Location identification items
◆ ◆ ◆ ◆ ◆

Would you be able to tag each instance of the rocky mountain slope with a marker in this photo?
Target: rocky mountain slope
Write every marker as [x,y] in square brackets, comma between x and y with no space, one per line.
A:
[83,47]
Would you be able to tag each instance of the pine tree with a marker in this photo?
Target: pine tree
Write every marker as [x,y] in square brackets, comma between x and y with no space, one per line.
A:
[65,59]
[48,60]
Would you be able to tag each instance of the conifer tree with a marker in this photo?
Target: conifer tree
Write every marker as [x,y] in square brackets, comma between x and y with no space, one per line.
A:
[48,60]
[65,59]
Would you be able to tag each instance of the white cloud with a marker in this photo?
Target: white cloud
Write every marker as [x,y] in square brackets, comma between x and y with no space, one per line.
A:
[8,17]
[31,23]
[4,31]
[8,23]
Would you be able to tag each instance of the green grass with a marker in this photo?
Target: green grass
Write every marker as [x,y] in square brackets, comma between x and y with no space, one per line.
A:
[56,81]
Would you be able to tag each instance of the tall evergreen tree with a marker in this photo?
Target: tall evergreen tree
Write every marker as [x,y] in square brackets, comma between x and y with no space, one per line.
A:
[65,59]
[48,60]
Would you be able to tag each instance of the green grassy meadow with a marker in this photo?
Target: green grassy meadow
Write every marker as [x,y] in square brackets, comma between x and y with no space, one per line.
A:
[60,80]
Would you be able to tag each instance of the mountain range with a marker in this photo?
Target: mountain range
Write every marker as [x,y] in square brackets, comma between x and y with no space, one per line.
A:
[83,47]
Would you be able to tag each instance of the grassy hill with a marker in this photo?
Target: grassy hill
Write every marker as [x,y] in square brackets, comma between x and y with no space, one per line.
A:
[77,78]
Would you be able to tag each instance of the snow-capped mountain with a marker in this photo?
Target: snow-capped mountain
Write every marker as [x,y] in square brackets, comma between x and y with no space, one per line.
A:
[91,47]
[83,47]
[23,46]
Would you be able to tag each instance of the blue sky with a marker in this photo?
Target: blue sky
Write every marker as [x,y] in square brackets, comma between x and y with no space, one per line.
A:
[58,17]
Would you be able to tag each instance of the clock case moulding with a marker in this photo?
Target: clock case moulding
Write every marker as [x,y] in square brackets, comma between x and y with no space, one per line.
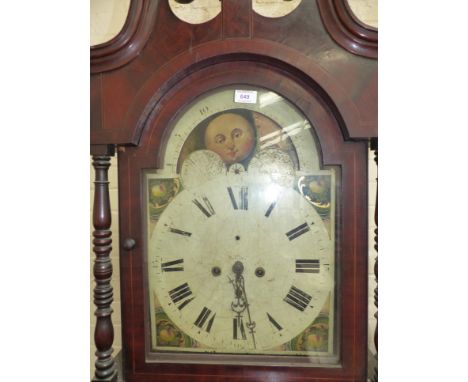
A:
[320,58]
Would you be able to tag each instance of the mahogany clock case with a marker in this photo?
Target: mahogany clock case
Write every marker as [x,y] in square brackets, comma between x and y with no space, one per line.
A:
[350,158]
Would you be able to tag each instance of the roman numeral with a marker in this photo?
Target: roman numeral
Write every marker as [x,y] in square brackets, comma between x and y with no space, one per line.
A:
[308,266]
[204,206]
[170,266]
[203,316]
[180,295]
[274,323]
[272,205]
[180,232]
[238,329]
[243,198]
[297,298]
[298,231]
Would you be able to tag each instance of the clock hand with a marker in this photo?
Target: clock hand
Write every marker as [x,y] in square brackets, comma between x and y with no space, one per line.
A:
[241,298]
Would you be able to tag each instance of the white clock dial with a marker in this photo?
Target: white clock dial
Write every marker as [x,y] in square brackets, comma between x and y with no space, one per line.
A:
[274,8]
[197,11]
[200,167]
[241,266]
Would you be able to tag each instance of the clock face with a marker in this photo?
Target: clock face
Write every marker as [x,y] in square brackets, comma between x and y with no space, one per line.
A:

◆ ◆ ◆ ◆ ◆

▶ [DIRECTIONS]: Output all of the data exactly as it stands, minus any images.

▶ [REPLY TO THE TASK]:
Would you be able to tag each instance of the rocky mountain slope with a marker in this photo?
Target: rocky mountain slope
Write every marker as [x,y] in square brackets, comma between x and y with no space, one per line.
A:
[83,47]
Would you be able to tag each instance of the pine tree with a marker in this photo?
Target: pine tree
Write every marker as [x,y] in square brackets, comma between x and y with no space, one per line.
A:
[65,59]
[48,60]
Would you be able to tag each instance of the conifer tree with a marker in this photo?
Target: conifer tree
Write every marker as [x,y] in square brackets, comma between x and y with no space, one per line.
A:
[48,60]
[65,59]
Would you be able to tag each instance of the white cloud with a marker in this photo?
Target: white cloud
Write every marker as [x,y] in square brackets, comma between x and y with no space, one per line.
A:
[8,17]
[31,23]
[4,31]
[8,23]
Would you be able to tag each instance of the green grass with a marker in this photo?
Target: green grass
Write every marker as [x,y] in square brackets, comma between x and y with no space, one per line.
A:
[56,81]
Would you be able to tag each instance of the tall evergreen tree with a marker in this photo?
Target: tall evergreen tree
Write every marker as [x,y] in square brackets, comma between x and y with no space, one per line.
A:
[65,59]
[48,60]
Would you be able to tag each instance of the green grassy meadow with a marker in this photo?
Target: green grassy meadow
Write every marker as [x,y] in square brackets, comma between x and y with no space, one per line.
A:
[60,80]
Would you be able to tag each instance of the mountain range with a marker in this photo?
Target: mountain range
Write every marker as [x,y] in square brackets, comma between x and y with no space, one per line.
A:
[83,47]
Would you be able to tag each instance of the grassy hill with a marker in this photo?
Target: grassy hill
Write every marker as [x,y] in square brackets, comma between x and y with no space, one per line.
A:
[77,78]
Would you be able to tag each instance of the snow-capped mountain with a marker in this photo?
Target: snow-capped mountain
Write every marker as [x,y] in square brackets, comma between x and y with no space, one per line.
A:
[91,47]
[83,47]
[23,46]
Would you be able to tag each instance of the blue sky with a marker in this photo?
Target: blue sky
Write every marker as [x,y] in square brackets, comma between x and y with no space, one per line.
A:
[58,17]
Would you be able to tag each instance of the clock case moulding with a marker in this photo?
Target: clock case moulding
Write every marker as [x,y] in square brackets, comma between x and y with no space, one per line.
A:
[320,58]
Would you be able to tag each instance of the mahogany clock case with a marker in this photo?
Target: mahogany clock case
Write every marker as [x,y] in square brackets, comma between x and y with no space, one per line.
A:
[350,158]
Would you be able to tag each instance of the roman numeral with a marker in this photo?
Target: roman numeral
Write every marker as [x,y] in square brackets, comma between x and y with no space, one per line.
A:
[308,266]
[204,206]
[170,266]
[203,316]
[180,295]
[274,323]
[272,205]
[180,232]
[238,329]
[243,198]
[297,298]
[298,231]
Would you be able to tag each instance of the clock hand with a marker in this photo?
Target: clock hand
Write every marker as [x,y] in square brackets, comma between x and y with no space, one per line.
A:
[241,298]
Would you be able to tag each instance of the white clock dial with a marker in this photo?
Target: white clock dial
Write every marker as [x,y] in square brackets, comma between x and y with no space, one per line.
A:
[274,8]
[197,11]
[200,167]
[241,266]
Would you be able to tag each instance of the clock face with a marker in this photo?
Target: clock face
Write every marker as [x,y] in square brackets, comma between x and y with no space, one per line.
A:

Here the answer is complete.